===== Source
Streaming guarantees:
head.py reads at most N+1 rows from the file.tail.py keeps a bounded deque(maxlen=N) and emits only the last N rows.sample.py uses reservoir sampling (algorithm R): single pass, O(N) memory regardless of file size.On a 100,000-row / 1.6 MB CSV: head -n 3 runs in ~50 ms, tail -n 3 in ~180 ms, sample -n 5 in ~260 ms.
python3 scripts/inspect.py customers.csv
Output:
file: /path/customers.csv
size: 284 B (284 bytes)
encoding: utf-8
kind: csv
rows: 5
columns: 6
# name type nulls null% distinct sample
----------------------------------------------------------------------------------------------------
1 id int 0 0.00 5 '1', '2', '3'
2 email string 0 0.00 5 'alice@example.com', ...
3 name string 0 0.00 5 'Alice', 'Bob', 'Carol'
4 amount float 1 20.00 4 '42.50', '100.00', '7.25'
5 status string 0 0.00 3 'approved', 'pending', ...
6 signup_date date 0 0.00 5 '2025-01-15', ...
Pass --json for machine-readable output that pipes into other tools.
The script auto-detects the dialect (CSV vs TSV vs JSON Lines) and a sensible encoding (utf-8, utf-8-sig, cp1252, latin-1). Type inference takes up to 1000 non-empty values per column and picks the most specific type that fits all of them.
==========
__Tasks to complete__:
1. Which encodings can the script in the CSV script notes detect?
2. Decide whether each statement agrees with the CSV script notes. Answer yes or no for each and quote the deciding words.
(a) tail.py holds every row of the file in memory.
(b) sample.py makes a single pass over the file.
(c) In the customers.csv output, the amount column has one null value.
3. Carry the CSV script notes forward from their last sentence.
The lines after the CSV script notes are separate material and have no connection to them.
===== Excerpted data
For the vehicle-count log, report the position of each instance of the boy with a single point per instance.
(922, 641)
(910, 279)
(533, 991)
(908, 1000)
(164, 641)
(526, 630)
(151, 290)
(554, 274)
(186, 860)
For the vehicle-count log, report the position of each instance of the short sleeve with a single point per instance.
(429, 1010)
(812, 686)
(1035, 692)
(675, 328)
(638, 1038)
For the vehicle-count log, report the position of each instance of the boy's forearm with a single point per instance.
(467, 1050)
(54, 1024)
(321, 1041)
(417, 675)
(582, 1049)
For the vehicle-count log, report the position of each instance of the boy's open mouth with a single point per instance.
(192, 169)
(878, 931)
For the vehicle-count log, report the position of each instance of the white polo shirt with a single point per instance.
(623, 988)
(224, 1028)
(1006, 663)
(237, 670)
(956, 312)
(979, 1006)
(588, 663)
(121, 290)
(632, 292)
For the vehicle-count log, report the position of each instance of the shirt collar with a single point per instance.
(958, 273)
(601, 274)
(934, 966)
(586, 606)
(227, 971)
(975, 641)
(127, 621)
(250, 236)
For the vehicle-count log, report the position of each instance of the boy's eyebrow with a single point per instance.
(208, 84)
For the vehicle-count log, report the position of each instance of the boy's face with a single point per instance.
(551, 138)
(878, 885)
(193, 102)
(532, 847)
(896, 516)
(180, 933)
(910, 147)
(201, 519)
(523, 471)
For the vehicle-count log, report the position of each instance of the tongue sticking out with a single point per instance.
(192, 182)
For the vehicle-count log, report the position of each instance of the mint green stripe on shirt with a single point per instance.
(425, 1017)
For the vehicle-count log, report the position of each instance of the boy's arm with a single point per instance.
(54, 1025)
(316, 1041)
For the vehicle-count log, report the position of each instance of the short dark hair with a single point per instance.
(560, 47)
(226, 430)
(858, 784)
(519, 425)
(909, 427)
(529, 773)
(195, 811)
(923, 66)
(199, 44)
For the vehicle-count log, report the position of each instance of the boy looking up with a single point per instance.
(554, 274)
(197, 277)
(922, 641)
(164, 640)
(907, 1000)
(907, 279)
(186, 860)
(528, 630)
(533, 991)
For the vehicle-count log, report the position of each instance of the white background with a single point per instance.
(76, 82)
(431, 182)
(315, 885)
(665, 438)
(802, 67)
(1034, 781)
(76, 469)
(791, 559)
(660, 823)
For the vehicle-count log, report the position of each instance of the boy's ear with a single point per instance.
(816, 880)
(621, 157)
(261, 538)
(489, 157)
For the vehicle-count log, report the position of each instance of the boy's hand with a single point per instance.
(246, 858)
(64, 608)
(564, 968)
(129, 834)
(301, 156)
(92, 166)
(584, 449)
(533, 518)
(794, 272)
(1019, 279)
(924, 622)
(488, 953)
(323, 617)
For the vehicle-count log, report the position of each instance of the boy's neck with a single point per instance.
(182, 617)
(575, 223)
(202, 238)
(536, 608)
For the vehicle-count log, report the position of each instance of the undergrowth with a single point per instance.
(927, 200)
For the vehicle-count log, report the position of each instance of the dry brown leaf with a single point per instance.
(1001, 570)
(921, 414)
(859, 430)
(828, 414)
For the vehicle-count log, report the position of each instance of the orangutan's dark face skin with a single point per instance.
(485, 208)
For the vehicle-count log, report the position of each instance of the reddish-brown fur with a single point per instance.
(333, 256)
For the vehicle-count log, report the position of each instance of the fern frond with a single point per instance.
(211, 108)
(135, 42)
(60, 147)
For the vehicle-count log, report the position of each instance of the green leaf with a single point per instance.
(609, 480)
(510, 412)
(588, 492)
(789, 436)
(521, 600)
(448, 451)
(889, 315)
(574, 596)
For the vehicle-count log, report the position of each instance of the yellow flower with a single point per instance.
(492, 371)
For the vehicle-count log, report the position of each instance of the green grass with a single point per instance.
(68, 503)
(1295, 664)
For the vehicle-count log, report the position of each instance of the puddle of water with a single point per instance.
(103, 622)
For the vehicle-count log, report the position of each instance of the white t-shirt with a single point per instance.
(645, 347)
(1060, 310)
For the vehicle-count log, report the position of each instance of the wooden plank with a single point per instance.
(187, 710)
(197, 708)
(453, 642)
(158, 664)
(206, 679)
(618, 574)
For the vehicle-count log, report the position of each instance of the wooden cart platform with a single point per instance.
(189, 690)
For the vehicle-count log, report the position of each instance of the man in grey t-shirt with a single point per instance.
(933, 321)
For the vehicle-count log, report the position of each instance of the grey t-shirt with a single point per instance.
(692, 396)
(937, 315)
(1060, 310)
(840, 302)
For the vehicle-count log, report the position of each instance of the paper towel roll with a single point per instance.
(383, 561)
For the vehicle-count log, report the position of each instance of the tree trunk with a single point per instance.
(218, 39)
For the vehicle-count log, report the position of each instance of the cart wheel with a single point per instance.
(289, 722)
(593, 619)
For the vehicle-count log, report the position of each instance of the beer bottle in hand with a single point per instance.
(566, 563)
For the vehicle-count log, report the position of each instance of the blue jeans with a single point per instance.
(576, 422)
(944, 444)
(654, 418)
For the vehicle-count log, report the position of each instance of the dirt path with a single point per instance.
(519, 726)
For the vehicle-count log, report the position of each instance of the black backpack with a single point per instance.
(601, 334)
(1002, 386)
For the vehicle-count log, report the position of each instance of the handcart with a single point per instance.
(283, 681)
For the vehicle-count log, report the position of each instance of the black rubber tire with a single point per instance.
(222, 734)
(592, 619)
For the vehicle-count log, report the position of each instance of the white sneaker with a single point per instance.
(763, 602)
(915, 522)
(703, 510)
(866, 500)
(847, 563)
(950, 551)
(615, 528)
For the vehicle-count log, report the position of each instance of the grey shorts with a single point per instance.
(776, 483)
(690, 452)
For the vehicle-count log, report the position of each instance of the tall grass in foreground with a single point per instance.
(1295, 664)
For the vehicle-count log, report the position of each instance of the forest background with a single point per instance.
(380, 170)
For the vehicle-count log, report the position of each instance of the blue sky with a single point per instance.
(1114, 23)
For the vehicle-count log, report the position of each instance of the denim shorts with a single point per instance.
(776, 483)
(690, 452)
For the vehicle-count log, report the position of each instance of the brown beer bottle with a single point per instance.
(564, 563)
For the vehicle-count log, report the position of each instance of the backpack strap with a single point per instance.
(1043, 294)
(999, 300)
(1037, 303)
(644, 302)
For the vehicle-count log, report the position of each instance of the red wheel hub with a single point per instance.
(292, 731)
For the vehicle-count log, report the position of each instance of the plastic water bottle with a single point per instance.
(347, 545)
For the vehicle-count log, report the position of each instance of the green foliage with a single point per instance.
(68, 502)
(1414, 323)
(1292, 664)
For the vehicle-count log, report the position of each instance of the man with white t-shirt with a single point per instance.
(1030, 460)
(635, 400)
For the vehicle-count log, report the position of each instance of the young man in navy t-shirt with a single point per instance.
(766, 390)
==========
__Responses to the exercise__:
1. It detects utf-8, utf-8-sig, cp1252, and latin-1.

2.
(a) No: "tail.py keeps a bounded deque(maxlen=N) and emits only the last N rows"
(b) Yes: "sample.py uses reservoir sampling (algorithm R): single pass"
(c) Yes: "4 amount float 1 20.00"

3.
Write a schema.json:
{
"required_columns": ["id", "email", "amount", "status"],
"columns": {
"id": {"type": "int", "required": true, "unique": true, "min": 1},
"email": {"type": "string", "required": true, "regex": ".+@.+\\..+"},
"amount": {"type": "float", "min": 0, "max": 100000},
"status": {"type": "string", "enum": ["pending", "approved", "rejected"]},
"signup_date": {"type": "date"}
}
}
Then:
python3 scripts/validate.py customers.csv --schema schema.json
A clean file exits 0 with verdict: pass. A bad file exits 1 with a detailed error table:
row column kind detail
------------------------------------------------------------------------------------------------
2 email regex_mismatch value did not match regex | value='not-an-email'
2 amount bad_type value does not match type 'float' | value='abc'
3 amount below_min value -50.0 < min 0 | value='-50.00'
3 status not_in_enum value not in allowed set | value='unknown_status'
4 id duplicate_unique value already seen earlier in this column | value='1'
Pass --json for a structured report and --max-errors N to cap collection on huge files.
By full-row match (any two rows identical in every column):
python3 scripts/dedupe.py messy.csv clean.csv
By a key column (only one canonical row per id):
python3 scripts/dedupe.py messy.csv clean.csv --key id \
--removed-report removed.jsonl
--keep first (default) keeps the earlier-occurring row; --keep last keeps the later one — useful when later rows are corrections. --case-insensitive and --trim normalise key values before comparison so " alice@example.com" and "ALICE@example.com" collapse to one row.
The --removed-report writes one JSON object per removed row, with the original 1-based row index, the key tuple that was duplicated, and the full row, so the dedup decision is auditable.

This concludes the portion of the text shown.